*To be done:* Below are the entries; output exactly the lines from the one containing "the dark blue" through the final line, inclusive.

· · · ·

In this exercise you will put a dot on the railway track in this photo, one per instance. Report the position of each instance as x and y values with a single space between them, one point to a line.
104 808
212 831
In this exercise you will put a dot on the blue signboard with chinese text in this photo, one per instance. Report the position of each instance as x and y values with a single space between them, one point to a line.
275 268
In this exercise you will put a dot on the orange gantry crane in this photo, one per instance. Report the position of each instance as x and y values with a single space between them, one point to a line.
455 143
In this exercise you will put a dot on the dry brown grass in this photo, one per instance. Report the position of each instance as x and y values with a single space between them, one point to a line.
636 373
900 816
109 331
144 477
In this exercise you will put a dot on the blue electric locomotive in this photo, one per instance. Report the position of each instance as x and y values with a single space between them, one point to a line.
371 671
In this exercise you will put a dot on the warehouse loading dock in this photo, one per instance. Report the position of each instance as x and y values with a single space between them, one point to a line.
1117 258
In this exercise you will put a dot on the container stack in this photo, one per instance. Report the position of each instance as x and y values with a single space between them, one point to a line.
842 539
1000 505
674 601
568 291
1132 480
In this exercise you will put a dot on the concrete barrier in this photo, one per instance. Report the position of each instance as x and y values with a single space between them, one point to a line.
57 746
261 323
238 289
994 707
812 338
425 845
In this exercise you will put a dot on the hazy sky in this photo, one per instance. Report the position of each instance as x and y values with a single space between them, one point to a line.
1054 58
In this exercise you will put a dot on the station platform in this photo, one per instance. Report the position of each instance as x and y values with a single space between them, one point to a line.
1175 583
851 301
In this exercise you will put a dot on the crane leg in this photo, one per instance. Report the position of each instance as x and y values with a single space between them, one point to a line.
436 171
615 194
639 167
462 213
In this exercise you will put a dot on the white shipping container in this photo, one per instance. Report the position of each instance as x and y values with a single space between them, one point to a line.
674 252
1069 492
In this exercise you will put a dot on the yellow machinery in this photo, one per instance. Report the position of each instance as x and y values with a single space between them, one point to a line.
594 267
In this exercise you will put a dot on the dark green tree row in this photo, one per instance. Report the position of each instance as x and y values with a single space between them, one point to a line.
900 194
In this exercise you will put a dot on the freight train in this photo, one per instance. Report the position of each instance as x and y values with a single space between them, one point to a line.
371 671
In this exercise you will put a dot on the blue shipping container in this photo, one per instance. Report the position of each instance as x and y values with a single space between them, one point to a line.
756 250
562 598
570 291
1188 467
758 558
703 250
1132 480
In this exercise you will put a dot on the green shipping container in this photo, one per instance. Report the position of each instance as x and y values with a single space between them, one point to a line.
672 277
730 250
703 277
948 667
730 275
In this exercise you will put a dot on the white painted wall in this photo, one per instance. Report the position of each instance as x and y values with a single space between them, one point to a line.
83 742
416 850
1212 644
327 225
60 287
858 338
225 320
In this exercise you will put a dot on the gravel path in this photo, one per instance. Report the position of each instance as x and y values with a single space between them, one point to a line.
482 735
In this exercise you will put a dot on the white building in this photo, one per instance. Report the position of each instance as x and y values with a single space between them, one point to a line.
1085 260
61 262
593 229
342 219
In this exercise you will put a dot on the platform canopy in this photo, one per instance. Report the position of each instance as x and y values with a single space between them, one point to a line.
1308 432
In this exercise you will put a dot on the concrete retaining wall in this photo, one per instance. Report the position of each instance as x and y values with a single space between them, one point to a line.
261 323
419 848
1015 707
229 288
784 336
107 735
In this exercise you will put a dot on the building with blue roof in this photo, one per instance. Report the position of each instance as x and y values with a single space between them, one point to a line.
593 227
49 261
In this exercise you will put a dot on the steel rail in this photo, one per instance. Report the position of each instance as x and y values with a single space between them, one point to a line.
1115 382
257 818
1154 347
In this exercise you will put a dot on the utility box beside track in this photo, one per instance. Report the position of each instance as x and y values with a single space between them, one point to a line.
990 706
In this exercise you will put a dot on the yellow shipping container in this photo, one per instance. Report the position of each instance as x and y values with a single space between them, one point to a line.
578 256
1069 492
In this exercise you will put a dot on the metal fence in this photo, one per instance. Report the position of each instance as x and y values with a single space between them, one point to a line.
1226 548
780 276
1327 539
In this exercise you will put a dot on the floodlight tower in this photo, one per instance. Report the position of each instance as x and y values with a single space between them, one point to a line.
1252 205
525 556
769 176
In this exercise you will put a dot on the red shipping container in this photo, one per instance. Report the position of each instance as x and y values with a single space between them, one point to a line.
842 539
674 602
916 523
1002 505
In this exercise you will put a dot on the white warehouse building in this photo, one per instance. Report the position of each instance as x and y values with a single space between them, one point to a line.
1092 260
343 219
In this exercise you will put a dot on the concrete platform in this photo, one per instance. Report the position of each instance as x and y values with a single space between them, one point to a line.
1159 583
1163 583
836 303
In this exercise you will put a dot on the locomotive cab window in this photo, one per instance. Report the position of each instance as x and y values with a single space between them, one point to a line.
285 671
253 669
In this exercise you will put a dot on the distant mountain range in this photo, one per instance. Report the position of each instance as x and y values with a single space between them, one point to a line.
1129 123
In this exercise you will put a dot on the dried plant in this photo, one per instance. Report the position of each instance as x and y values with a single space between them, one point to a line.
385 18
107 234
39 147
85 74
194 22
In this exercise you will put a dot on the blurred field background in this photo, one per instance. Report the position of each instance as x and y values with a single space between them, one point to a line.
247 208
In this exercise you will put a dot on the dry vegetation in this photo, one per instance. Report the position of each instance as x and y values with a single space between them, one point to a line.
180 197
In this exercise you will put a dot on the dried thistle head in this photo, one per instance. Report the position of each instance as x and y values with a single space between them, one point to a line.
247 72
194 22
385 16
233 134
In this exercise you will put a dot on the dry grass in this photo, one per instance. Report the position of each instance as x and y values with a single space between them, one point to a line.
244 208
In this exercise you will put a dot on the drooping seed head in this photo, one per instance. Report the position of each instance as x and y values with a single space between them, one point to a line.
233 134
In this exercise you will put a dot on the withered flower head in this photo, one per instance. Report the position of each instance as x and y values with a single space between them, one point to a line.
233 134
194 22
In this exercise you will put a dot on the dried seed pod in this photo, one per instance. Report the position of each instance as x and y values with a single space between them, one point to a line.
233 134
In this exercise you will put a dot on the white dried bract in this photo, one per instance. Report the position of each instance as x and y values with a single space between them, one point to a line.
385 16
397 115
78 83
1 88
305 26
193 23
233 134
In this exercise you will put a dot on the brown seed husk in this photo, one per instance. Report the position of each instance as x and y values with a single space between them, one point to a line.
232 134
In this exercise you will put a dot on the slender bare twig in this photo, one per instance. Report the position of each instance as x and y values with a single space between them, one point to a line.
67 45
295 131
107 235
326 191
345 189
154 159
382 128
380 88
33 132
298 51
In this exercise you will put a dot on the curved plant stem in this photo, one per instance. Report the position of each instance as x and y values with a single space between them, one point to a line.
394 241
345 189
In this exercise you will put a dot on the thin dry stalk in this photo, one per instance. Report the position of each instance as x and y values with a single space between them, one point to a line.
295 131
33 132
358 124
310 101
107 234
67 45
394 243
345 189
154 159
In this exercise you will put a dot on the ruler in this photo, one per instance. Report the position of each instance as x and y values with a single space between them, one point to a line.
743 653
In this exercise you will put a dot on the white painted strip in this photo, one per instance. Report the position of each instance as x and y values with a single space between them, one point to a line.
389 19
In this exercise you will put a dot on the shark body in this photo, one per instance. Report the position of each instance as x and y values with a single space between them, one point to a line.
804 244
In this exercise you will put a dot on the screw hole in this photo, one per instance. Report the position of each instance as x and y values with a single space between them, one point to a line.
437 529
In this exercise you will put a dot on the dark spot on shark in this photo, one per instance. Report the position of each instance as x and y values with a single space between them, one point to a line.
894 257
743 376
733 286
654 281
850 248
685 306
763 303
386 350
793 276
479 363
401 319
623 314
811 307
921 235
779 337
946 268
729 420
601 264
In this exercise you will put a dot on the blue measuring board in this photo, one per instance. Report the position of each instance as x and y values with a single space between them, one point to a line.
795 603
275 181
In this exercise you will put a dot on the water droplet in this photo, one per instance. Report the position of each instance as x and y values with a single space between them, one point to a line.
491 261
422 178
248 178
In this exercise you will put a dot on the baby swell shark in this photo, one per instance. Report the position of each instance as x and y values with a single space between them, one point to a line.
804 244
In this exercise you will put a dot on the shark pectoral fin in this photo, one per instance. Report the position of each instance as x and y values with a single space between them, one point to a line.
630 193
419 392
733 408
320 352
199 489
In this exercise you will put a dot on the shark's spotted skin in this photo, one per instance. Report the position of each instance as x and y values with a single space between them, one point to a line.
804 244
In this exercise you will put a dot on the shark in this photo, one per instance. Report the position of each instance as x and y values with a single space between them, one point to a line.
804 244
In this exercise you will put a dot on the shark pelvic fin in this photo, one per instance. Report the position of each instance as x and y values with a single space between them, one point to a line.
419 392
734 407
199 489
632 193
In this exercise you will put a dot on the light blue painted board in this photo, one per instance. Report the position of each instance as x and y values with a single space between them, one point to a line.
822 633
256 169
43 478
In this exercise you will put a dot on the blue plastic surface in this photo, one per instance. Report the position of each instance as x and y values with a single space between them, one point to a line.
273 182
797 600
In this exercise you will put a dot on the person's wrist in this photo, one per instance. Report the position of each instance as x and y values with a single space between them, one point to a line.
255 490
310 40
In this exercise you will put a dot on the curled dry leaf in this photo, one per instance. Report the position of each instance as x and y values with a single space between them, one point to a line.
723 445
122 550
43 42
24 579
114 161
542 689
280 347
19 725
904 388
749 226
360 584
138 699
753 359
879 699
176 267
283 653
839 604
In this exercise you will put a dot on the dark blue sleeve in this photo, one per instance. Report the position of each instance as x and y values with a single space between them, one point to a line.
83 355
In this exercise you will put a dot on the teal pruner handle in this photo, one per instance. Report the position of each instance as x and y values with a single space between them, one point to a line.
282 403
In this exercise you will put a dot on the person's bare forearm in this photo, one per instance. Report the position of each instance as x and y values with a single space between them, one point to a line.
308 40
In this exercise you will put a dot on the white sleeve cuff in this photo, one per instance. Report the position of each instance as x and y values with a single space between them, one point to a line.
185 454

· · · ·

*Solution to this task:*
In this exercise you will put a dot on the dark blue sleeve in this photo, one per instance. Report the position of each instance as x and y values with a single space between them, one point to a line.
83 355
In this exercise you will put a dot on the teal pruner handle in this photo, one per instance. Report the position of each instance as x and y values with a single space between them, one point to a line.
282 403
In this exercise you will put a dot on the person's bare forearm in this photo, one per instance. Report the position of each instance as x and y values with a single space between them, one point to a line.
308 40
In this exercise you will put a dot on the white sleeve cuff in this photo, one per instance. Report the position of each instance as x and y values with a single space between them, one point to a line.
185 454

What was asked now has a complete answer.